## What you need to do
**A.** In the forum post about blood pressure, what was the writer's highest blood pressure reading before the hyperaldosteronism?
**B.** Return the passage of the forum post about blood pressure between "We actually agree" and "urgent it is.", inclusive, copied word for word.

## Study text
┄┄┄┄┄┄┄┄┄┄

Posted 09 November 2009 - 02:40 AM
Hi Debbie,
thanks for that.
My sister's fine. It's not so much that our family have LOW blood pressure - I think I gave the wrong impression. More that of the six offspring, none have blood pressure problems - none even have HIGH normal, and given the extent of blood pressure problems in the community, that's probably unusual. Mine was never more than 120/70 before the hyperaldosteronism.
My sister also has a daughter with lots of allergies, so they cook most of their own food from scratch, using little salt, which is probably not the best for her. Also, she's trying to lose about 5kg slowly, and has been substituting her normal breakfast of toast and vegemite (VERY australian, and VERY salty) with fruit, so perhaps a combination of things.
We actually agree more than you probably think on Blood pressure. I couldn't agree more that readings of (say) 160/100 (which is what I was getting for a few months recently) is not sustainable. What we DON"T agree on, is how urgent it is.
I can appreciate that with having had heart problems you see it more as an urgent thing, but anything under 170/110 is still only mildly elevated, and wouldn't be treated as an emergency by anyone. You'd be told to go back to your doctor and get your dose adjusted.
I've looked at gazillions of bits of info and can see that there's quite a lot of consensus about blood pressure. Even turning up with 180/120, I was sent for an 'urgent' appointment with a specialist - but not to the emergency department.
When my blood pressure was out of control one time, and was about 220/130, I was at the specialist, and he said 'I'll tell you in about 30 seconds whether or not you're going into hospital tonight', checked my eyes, heart etc and saw no sign of damage so it was left for the drugs to try to do their work within days, rather than the hours that would be the case otherwise.
I've only had one instance of 'hypertensive emergency' and that's the day my daughter was born (by elective caesar) and afterwards my blood pressure rose from 150/80 to get to 240/130 before it started coming down again. THAT's when it's an emergency, when it goes up really, really quickly to a very high reading.

┄┄┄┄┄┄┄┄┄┄

## Data for analysis
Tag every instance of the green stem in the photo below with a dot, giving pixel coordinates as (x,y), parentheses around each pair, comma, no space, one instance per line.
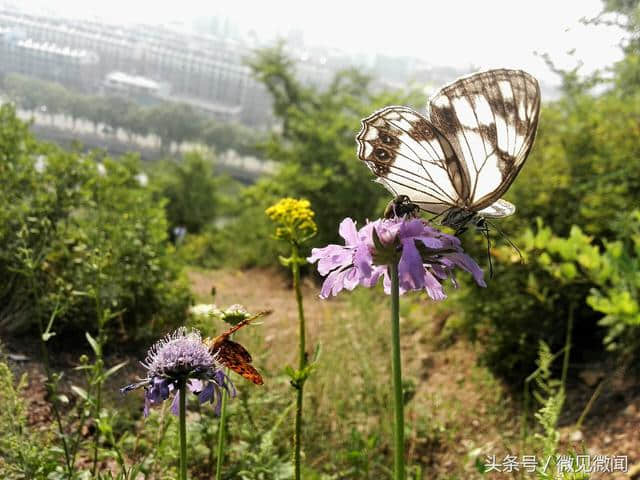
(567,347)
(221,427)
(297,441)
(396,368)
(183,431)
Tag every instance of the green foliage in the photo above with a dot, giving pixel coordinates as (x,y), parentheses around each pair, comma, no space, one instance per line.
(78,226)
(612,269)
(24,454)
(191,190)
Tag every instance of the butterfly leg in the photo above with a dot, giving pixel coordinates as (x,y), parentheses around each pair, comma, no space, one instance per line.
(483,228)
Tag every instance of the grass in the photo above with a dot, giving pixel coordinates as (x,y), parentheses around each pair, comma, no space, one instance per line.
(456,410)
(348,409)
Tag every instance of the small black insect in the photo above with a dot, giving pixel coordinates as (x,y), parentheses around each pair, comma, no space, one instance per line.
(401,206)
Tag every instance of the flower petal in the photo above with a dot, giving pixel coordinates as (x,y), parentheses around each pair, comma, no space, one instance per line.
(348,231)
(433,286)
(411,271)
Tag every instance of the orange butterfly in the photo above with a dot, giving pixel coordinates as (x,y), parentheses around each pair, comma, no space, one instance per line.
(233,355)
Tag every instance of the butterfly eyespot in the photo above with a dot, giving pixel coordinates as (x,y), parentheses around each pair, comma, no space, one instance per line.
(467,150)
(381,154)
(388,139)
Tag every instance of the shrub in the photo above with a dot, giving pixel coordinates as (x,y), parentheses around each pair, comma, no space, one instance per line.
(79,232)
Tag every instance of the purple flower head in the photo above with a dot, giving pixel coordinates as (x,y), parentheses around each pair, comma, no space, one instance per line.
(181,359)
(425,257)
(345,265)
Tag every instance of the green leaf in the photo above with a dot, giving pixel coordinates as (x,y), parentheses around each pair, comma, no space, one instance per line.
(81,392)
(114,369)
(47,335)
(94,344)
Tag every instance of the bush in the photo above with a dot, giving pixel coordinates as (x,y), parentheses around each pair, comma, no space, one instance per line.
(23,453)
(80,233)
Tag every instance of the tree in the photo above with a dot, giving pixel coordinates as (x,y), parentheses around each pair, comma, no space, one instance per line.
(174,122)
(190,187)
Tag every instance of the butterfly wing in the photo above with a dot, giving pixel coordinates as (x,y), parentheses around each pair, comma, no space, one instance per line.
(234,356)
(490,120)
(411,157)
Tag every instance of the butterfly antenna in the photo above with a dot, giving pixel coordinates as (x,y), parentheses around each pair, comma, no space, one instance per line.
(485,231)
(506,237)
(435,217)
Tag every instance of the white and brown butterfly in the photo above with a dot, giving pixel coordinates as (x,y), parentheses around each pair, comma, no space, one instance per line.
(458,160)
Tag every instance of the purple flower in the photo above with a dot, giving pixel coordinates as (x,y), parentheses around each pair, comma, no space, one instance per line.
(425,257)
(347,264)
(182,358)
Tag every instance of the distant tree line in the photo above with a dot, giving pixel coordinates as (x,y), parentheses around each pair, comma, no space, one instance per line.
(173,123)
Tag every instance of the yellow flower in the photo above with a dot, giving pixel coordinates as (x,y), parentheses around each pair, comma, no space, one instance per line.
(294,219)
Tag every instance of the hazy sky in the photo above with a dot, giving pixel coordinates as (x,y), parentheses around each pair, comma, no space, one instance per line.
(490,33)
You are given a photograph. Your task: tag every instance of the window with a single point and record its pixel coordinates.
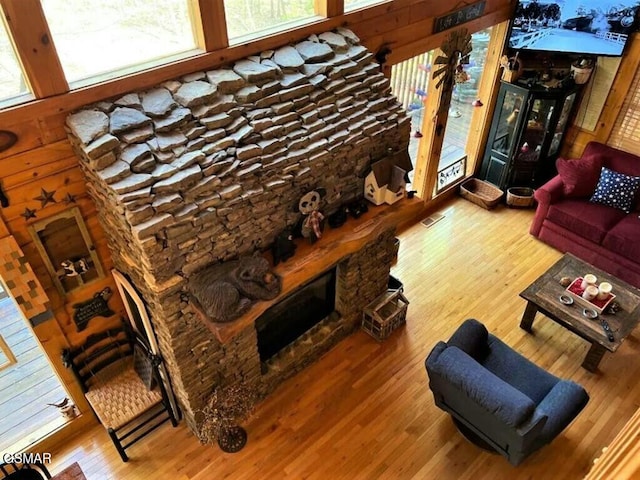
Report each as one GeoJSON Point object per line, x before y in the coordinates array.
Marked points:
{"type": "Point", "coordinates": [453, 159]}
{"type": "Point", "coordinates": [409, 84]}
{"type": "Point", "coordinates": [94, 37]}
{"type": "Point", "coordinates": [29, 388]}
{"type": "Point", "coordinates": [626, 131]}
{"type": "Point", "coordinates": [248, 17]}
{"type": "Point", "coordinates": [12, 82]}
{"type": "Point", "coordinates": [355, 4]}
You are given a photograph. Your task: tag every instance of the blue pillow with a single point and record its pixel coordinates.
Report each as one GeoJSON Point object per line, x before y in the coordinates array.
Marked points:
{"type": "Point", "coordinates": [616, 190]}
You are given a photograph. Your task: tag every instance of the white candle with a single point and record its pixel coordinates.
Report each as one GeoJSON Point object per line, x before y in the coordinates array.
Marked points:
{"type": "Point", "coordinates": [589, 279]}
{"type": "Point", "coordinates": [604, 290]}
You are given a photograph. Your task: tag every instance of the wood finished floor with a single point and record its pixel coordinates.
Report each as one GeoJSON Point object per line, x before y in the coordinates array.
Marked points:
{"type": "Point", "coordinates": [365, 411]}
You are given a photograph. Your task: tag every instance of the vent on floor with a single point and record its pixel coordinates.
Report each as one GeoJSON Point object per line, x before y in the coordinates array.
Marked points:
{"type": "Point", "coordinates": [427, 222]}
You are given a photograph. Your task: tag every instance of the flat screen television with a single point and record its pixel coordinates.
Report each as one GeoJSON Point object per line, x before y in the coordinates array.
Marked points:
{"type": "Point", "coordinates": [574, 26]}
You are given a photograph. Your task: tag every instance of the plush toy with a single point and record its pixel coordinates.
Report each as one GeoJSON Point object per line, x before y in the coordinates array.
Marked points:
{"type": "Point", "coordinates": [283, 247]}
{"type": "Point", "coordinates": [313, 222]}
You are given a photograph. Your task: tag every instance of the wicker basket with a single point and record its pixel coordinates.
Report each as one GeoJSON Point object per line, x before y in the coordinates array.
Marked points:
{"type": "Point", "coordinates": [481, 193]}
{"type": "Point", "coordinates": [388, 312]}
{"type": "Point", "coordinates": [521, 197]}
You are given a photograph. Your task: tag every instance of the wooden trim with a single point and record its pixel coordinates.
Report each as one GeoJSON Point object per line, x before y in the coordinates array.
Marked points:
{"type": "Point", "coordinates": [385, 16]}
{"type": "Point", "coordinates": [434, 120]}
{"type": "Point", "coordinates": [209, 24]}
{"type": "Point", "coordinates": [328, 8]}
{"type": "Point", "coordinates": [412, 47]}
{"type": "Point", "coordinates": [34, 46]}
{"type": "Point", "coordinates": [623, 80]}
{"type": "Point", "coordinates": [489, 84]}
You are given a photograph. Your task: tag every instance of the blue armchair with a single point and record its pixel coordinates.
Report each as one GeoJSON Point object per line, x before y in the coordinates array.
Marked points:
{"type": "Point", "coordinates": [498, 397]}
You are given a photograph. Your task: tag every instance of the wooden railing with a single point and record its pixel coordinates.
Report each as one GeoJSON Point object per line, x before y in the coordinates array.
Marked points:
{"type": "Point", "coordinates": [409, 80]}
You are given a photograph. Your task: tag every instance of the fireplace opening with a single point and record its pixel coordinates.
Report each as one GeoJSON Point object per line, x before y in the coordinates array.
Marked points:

┄┄┄┄┄┄┄┄┄┄

## Your written answers
**A.** 120/70

**B.**
We actually agree more than you probably think on Blood pressure. I couldn't agree more that readings of (say) 160/100 (which is what I was getting for a few months recently) is not sustainable. What we DON"T agree on, is how urgent it is.